# [Exercise requirements]
1) In the text on Indian democracy, what did a judicial commission indict Bal Thackeray for?
2) From the text on Indian democracy, reproduce word for word the passage starting at "Foundation stones are" and ending at "(Photo: Shivani Sharma)".
3) Carry the text on Indian democracy forward from the last sentence shown.

# [Document text]
::::

Survival involves ingenuity. For India, private life and public conduct follow a ritual. Even democracy has been savagely ritualised. Come election time and the goon squads are out in action. Not merely to win, but to prevent the other side from winning. Exaggeration is implicit not just in the first-past-the-post system but in the rhetoric of the hustings. In eastern Uttar Pradesh and Bihar, the talk is not just of weighing a majority but ensuring the other candidate suffers the ignominy of a jamanat japt (lost deposit). In Ireland, they used to say “vote early, vote often”. In parts of India, even that is a luxury. Someone with a gun is there to vote for you and the entire neighbourhood. “We follow the principle: jiski lathi uski bhains,” observes Chief Election Commissioner M.S. Gill. He should know. Neither the Election Commission nor successive home ministers have succeeded in preventing some one million illegal immigrants from becoming voters. How can they? Voters are not individuals, they are banks.

Violence? What are you saying?” asks Shiv Sena chief Bal Thackeray innocently. “If you can elect a Phoolan Devi, what is left? Don’t we feel ashamed about it?” We don’t. Last week, Thackeray was indicted by a judicial commission for instigating violence in Mumbai five years ago. His Government threw the report into the dustbin. The rationalisation was flawless and entirely in line with the Bhagwad Gita: my violence is more just than your violence. “The level of intolerance has multiplied 20 times in the past decade,” laments filmmaker Govind Nihalani. Everybody feels he has the monopoly of the truth.

It all shows how much the old India hands got it wrong. In the world of Lord Curzon and Rudyard Kipling, Indian democracy was a non-starter. The “real India”, they felt, would be overwhelmed by effete, loquacious babus with their silver tongue and clownish mimicry of British institutions. It has not quite worked that way. As Laloo Prasad Yadav and Mulayam Singh Yadav repeatedly storm into the well of the House and another MP flashes a weapon, it is the turn of the Cambridge-educated Indrajit Gupta and the tilak-sporting physics professor Murli Manohar Joshi to look horrified. Of course, it is not cricket, it is democracy with a touch of appropriate technology. “There are certain issues more important than decorum and niceties,” says Mulayam in self-defence. Who is to judge.

Foundation stones are laid for projects that never materialise; (Photo: R.K. Gupta)
Files are created to pile up and gather dust; (Photo: Shivani Sharma)

He has lowered Parliament to the level of the bazaar,” Jawaharlal Nehru said of Ram Manohar Lohia during the first no-confidence motion against his government in 1963. Poor Lohia was only guilty of some voluble banter. Last year, the MLAs of Uttar Pradesh forgot the important distinction between a vote of confidence and a beer hall putsch. They even forgot that cameras were recording them for posterity—as India’s unique contribution to parliamentary democracy. “People say I am too aggressive in Parliament,” argues Samata Party MP Prabhunath Singh. “I am just doing the job for which people elected me.”

::::

# [Provided information]
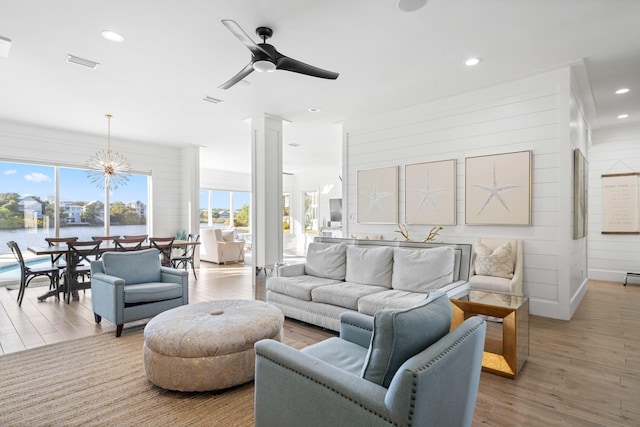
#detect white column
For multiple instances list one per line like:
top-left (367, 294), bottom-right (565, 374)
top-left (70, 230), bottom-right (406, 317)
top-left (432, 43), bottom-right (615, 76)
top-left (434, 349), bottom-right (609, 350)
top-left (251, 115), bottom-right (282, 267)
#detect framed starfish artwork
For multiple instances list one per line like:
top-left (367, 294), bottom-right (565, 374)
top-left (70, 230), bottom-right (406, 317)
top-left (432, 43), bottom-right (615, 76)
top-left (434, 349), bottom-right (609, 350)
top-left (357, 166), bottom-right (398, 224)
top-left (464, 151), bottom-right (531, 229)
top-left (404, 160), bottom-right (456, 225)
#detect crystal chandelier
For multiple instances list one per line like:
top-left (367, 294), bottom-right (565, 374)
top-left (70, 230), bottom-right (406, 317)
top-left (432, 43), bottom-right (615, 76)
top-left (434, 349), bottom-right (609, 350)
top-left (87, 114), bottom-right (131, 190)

::::

# [Answers given]
1) Instigating violence in Mumbai five years earlier.

2)
Foundation stones are laid for projects that never materialise; (Photo: R.K. Gupta)
Files are created to pile up and gather dust; (Photo: Shivani Sharma)

3)
Why did they elect him? Last century, Swami Vivekananda described the country as a “madhouse of castes”. Today, caste has been reinvented. Politics has, of course, become casteist but more important, caste has been politicised. “Khasi by blood, Indian by accident,” reads a red scrawl on the Guwahati-Shillong road. Replace Khasi with Yadav, Bhumihar, Koeri, Nadar, Kamma or Mahar and the graffiti can be discovered anywhere. Even in the matrimonial columns of the elite newspapers. A software engineer in a Nasdaq-listed company in the Silicon Valley he may be. But come marriage and there is none so suitable as a convent-educated girl from the same caste. Democracy and capitalism collapse traditional hierarchies and create a meritocratic order. India has refashioned the free market according to the laws of Manu. Even sisterhood, that great post-Marxian ideal, hasn’t been spared. Last month, the Women’s Reservation Bill in Parliament was destroyed by the forward-backward-Dalit-minority divide.

Education, it was believed, would be the great leveller. Before Independence, our leaders fumed against Lord Macaulay’s designs. We promised free education, decent education and education for all. Rabindranath Tagore thought learning meant harmony with nature, the Arya Samaj wanted to blend faith with modernity and the Kothari Commission thought vocational education a good idea. They were all good ideas, just as the Janata government’s adult education was a good idea and Rajiv Gandhi’s Operation Blackboard a better idea. Noble intentions, how- ever, sink in the quicksand of the Indian reality. “The largest reservoir of skilled manpower”, say the glossy brochures. What is unsaid is that 48 per cent of the population and 60 per cent of Indian women are illiterate. The census has no categorisation for the neo-literates, the badly educated and those who graduated by deceit.

Foundation stones are laid for projects that never materialise; (Photo: R.K. Gupta)
Foundation stones are laid for projects that never materialise; (Photo: R.K. Gupta)

That is the awkward Indian reality. That is why we give short shrift to standards. In Britain, Indians set up corner shops; at home they cut corners. Shoddiness and mediocrity aren’t points of rejection, they constitute the national agenda. And capping it all is politics. Whether in industry bodies or councils of historical research. Without politics Indians are in a moral void. They need to intrigue, machinate and plot. Native cunning is the national obsession. Even arts and culture aren’t spared. That’s why we can’t build institutions of excellence. That’s also why we don’t need holidays. Life is one great relaxation, one great exercise in running each other down. Private sector, public sector, even charitable bodies. What’s the difference? Under foreign rule, says psychologist Udayan Patel, we learnt inhibition, now we “have failed to create a framework for managing desires”.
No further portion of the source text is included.